*** Text provided ***

Net sales for fiscal 2006 were less than the prior year, primarily due to a reduction in the number of promotional
advertising circulars. Although merchandise margin improved in fiscal 2006 (due to lower promotional markdowns) the
sales decline and incremental operating costs resulted in an increased segment loss for fiscal 2006 as compared to fiscal
2005. Segment loss in fiscal 2006 also includes severance costs of $0.8 million in connection with a reduction in the
work force at Bob’s Stores.
For fiscal 2008, we do not plan to open any new stores for this division as we continue to evaluate this business and
assess its potential for future growth.
General Corporate Expense:
Dollars In Millions 2007 2006 2005
Fiscal Year Ended January
General corporate expense $141.4 $134.1 $111.1
General corporate expense for segment reporting purposes are those costs not specifically related to the
operations of our business segments. This item includes the costs of the corporate office, including the compensation
and benefits (including stock based compensation) for senior corporate management; payroll and operating costs of the
corporate departments of accounting and budgeting, internal audit, compliance, treasury, investor relations, tax, risk
management, legal, human resources and systems; and the occupancy and office maintenance costs associated with the
corporate staff. In addition, general corporate expense includes the cost of benefits for existing retirees and non-
operating costs and other gains and losses not attributable to individual divisions. General corporate expense is
included in selling, general and administrative expenses in the consolidated statements of income.

*** Provided material ***

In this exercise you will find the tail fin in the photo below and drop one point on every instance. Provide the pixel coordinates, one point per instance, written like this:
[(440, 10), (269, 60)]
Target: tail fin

***

> _Tasks and exercises_
- A) Revise the stretch of the fiscal 2006 sales text from "Net sales for" through "at Bob’s Stores." and give it again, replacing "severance costs" with "termination costs".
- B) Continue the text on segment results and general corporate expense, starting after its last sentence.

> _Answers to the exercises_
- A)
Net sales for fiscal 2006 were less than the prior year, primarily due to a reduction in the number of promotional
advertising circulars. Although merchandise margin improved in fiscal 2006 (due to lower promotional markdowns) the
sales decline and incremental operating costs resulted in an increased segment loss for fiscal 2006 as compared to fiscal
2005. Segment loss in fiscal 2006 also includes termination costs of $0.8 million in connection with a reduction in the
work force at Bob’s Stores.

- B)
Fiscal 2007 included pre-tax charges of approximately $5 million related to the Computer Intrusion, and
approximately $5 million related to the corporate division’s cost of the workforce reduction and other termination
benefits, while fiscal 2006 included costs of $9 million associated with executive resignation agreements and $6 million
of costs to exit the e- commerce business. The increase in other general corporate expenses in fiscal 2007 over fiscal 2006
also reflected increases in corporate payroll, corporate marketing and consulting costs, charitable contributions, and
European expansion costs.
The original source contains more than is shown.